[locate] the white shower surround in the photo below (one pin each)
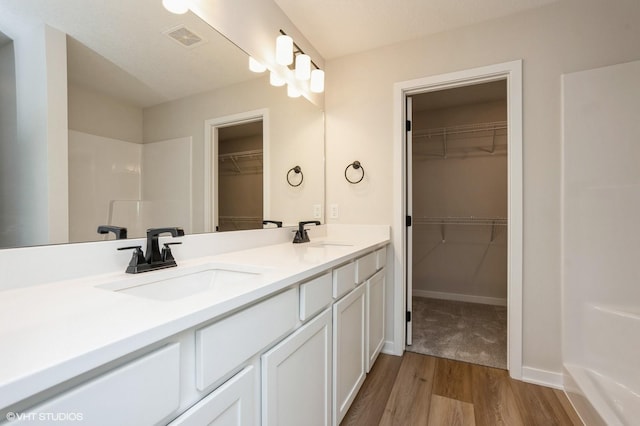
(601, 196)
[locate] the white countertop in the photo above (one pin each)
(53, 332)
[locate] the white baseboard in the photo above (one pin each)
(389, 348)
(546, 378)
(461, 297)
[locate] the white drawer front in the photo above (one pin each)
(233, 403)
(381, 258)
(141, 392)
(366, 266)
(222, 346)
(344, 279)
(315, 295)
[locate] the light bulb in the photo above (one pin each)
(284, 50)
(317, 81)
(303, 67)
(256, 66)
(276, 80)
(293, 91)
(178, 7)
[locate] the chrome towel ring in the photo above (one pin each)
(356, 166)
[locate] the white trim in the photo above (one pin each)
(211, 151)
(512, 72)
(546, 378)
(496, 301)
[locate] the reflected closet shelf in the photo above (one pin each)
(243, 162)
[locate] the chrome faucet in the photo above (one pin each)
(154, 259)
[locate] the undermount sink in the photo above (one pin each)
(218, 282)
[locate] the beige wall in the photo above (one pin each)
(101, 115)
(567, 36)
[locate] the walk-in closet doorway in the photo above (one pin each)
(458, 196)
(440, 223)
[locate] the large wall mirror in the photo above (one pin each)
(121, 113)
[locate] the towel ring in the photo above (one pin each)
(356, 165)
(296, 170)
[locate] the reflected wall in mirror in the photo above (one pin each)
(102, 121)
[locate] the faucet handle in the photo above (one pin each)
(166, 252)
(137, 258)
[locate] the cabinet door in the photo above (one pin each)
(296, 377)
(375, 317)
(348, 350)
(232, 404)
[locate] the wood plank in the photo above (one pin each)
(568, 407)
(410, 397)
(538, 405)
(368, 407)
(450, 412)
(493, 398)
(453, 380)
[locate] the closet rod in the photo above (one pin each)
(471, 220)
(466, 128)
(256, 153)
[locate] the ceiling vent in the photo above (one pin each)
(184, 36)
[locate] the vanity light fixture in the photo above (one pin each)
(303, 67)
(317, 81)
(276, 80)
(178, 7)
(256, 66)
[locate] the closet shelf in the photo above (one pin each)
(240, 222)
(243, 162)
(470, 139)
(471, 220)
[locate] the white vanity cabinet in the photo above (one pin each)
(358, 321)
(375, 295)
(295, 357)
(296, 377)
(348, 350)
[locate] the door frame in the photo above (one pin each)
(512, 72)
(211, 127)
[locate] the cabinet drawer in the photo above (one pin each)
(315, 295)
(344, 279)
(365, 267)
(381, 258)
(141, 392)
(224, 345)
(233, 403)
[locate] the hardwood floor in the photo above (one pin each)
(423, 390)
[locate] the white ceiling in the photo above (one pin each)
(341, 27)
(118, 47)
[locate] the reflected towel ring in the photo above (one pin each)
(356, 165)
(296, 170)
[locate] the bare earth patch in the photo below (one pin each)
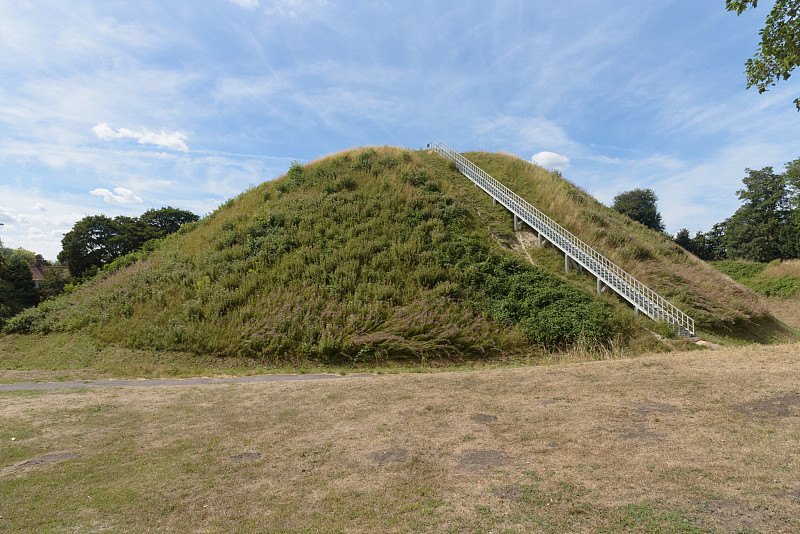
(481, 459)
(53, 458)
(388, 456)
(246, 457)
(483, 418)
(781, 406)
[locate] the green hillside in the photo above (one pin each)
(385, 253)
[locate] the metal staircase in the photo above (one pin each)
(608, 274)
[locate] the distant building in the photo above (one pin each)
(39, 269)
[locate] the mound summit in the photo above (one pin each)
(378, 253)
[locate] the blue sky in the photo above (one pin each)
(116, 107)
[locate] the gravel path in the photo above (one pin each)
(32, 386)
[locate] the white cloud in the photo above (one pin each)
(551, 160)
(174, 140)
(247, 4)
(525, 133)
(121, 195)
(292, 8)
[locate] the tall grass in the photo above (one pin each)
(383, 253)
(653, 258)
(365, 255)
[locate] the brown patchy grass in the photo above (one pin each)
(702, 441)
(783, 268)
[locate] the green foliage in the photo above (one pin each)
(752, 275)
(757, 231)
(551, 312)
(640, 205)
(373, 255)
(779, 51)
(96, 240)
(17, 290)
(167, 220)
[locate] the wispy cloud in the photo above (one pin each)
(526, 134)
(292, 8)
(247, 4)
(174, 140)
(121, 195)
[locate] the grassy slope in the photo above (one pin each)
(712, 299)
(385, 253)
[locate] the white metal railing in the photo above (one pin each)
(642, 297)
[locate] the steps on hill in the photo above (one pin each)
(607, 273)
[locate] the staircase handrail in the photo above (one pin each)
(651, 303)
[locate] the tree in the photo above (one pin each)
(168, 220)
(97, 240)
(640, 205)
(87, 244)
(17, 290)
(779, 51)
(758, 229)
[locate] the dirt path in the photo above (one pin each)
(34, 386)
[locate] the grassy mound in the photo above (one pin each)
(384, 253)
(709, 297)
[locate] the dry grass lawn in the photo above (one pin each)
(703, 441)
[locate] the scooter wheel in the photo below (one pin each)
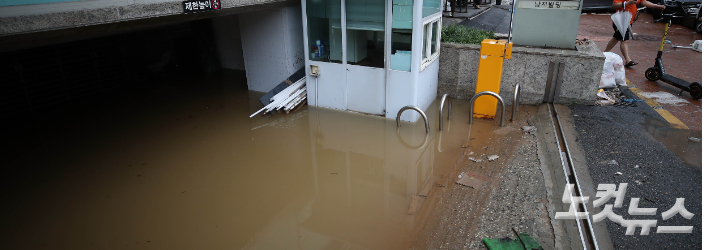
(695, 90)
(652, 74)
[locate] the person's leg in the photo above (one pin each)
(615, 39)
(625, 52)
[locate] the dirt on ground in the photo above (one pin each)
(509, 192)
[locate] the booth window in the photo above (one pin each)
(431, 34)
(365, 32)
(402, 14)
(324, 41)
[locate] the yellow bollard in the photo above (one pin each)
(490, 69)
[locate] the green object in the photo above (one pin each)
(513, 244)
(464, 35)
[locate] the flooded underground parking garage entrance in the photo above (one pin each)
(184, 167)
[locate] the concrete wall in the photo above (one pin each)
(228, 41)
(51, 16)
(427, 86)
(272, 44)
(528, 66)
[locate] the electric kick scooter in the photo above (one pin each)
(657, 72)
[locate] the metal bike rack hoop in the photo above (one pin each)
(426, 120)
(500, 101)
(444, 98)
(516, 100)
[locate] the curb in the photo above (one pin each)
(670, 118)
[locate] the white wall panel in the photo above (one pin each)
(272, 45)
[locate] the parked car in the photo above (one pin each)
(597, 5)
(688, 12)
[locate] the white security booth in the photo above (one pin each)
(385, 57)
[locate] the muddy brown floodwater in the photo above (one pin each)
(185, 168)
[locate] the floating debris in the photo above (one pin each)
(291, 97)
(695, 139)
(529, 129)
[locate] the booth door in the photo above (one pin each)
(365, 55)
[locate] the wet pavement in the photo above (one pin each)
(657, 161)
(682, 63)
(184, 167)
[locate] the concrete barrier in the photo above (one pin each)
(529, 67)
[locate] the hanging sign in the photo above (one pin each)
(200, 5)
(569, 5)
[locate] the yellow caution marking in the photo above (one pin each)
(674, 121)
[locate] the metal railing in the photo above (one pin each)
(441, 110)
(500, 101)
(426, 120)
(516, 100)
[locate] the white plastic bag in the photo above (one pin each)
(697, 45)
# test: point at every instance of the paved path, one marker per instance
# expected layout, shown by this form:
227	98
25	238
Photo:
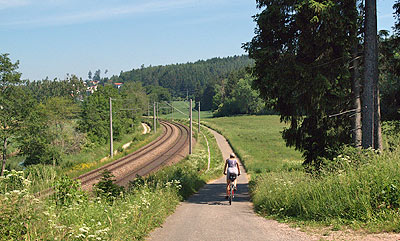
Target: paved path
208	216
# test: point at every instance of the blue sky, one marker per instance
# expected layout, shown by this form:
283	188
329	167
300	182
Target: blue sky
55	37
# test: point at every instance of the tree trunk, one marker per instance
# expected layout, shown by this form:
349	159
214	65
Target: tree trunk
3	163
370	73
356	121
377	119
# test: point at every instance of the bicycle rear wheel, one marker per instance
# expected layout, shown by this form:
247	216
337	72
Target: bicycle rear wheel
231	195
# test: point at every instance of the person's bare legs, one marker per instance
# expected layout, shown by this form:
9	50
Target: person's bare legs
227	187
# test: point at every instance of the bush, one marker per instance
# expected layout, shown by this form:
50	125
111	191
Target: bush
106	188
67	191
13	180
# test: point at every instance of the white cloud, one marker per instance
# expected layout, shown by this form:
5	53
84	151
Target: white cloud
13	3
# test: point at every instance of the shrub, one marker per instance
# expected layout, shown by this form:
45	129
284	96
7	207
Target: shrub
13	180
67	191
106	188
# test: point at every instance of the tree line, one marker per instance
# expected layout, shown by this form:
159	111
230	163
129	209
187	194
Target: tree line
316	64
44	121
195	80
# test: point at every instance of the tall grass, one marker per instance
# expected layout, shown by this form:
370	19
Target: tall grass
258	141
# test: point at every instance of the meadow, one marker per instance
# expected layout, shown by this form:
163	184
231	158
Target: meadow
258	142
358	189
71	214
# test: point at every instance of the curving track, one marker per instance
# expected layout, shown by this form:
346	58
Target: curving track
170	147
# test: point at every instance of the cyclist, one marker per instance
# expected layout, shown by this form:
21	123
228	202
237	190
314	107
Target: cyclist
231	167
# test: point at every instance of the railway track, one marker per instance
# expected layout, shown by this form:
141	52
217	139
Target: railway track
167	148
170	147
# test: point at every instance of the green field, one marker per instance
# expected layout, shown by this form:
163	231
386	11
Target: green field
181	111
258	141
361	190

Given request: Could you write out the material again from the line that has "# test: point at every instance of the cyclist, one" through the end of the material, swapping "railway track" for "rail line" and leaving everything else the same?

Solved problem:
# test: point at every instance of the cyclist, one marker per instance
# expected layout, shown by this form:
21	123
228	202
237	190
314	107
Target: cyclist
231	167
# test: point at every instance of the rail line, one marker per instance
# expected layout, shown by this form:
141	52
217	139
Target: rail line
167	148
170	147
# test: point at every instance of the green field, one marker per instance
# expected layout, shown by this form:
163	231
386	11
Target: green field
181	111
258	141
361	190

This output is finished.